# Welding cart build



## David_R8 (Aug 2, 2020)

I spent some time with SketchUp last night and this morning. This is what I came up with.
I couldn't figure out how to make radius corners but I will have radius corners on the upright in front of the tanks and the front corners of the shelves.
Oh and it will have casters 
32" long, 18" wide, 4 ft tall
Two 110 cu ft tanks
TIG on top
MIG on bottom
Side opening drawer under the TIG
Bottom shelf for TIG pedal, although I could make a bracket/holder on the side.
I didn't add cable hangers yet.


----------



## Brent H (Aug 2, 2020)

Check out this old Tony’s build for an idea on the radius corner


----------



## David_R8 (Aug 2, 2020)

This pile of steel is what was previously a large warehouse cart. It has nice rounded corners which I hope to retain. I'll have  to narrow the parts but hey, I need the TIG  practice right?


----------



## YYCHM (Aug 2, 2020)

David_R8 said:


> This pile of steel is what was previously a large warehouse cart. It has nice rounded corners which I hope to retain. I'll have  to narrow the parts but hey, I need the TIG  practice right?
> View attachment 10455



That's going to hold two stacked welders?


----------



## YotaBota (Aug 2, 2020)

Stacking is a good way to save space. Any idea what the total weight will be? I'm thinking of the load on the casters from the cart.


----------



## David_R8 (Aug 2, 2020)

YotaBota said:


> Stacking is a good way to save space. Any idea what the total weight will be? I'm thinking of the load on the casters from the cart.



Tanks x2 = 150 lbs
Welders x2= 85 lbs
Stuff x 1 = 10 lbs
So all in maybe 245 lbs?


Sent from my iPhone using Tapatalk


----------



## Bradells (Aug 3, 2020)

David_R8 said:


> ...
> I couldn't figure out how to make radius corners but I will have radius corners on the upright in front of the tanks and the front corners of the shelves...



Here's a quick way to do your rounded corners. A little different from your approach, but can also be done another way (will do a second post). The tool of importance is the "Follow Me" under the "Tools" menu.

I'll dub this 'The Abstract Way'

Step 1: Start your layout of either the inside or outside dimension of your Top view.

***

* [What is asked]
Reproduce the welding cart thread word for word, from "I spent some" to "cable hangers yet.".

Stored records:
***

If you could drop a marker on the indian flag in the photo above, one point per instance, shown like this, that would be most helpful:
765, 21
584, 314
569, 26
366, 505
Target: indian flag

***

* [Result of the exercise]
I spent some time with SketchUp last night and this morning. This is what I came up with.
I couldn't figure out how to make radius corners but I will have radius corners on the upright in front of the tanks and the front corners of the shelves.
Oh and it will have casters 
32" long, 18" wide, 4 ft tall
Two 110 cu ft tanks
TIG on top
MIG on bottom
Side opening drawer under the TIG
Bottom shelf for TIG pedal, although I could make a bracket/holder on the side.
I didn't add cable hangers yet.